Reproduce each entry below in full, exactly as it was given.

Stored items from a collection
* * * *
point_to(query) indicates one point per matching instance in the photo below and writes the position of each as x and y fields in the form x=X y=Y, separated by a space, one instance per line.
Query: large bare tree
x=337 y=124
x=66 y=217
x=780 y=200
* * * *
• **YOUR RESPONSE**:
point_to(query) indicates one point per matching instance in the photo below and writes the position of each as x and y fields in the form x=X y=Y, separated by a space, one instance per line.
Query: large bare tree
x=337 y=124
x=66 y=217
x=780 y=200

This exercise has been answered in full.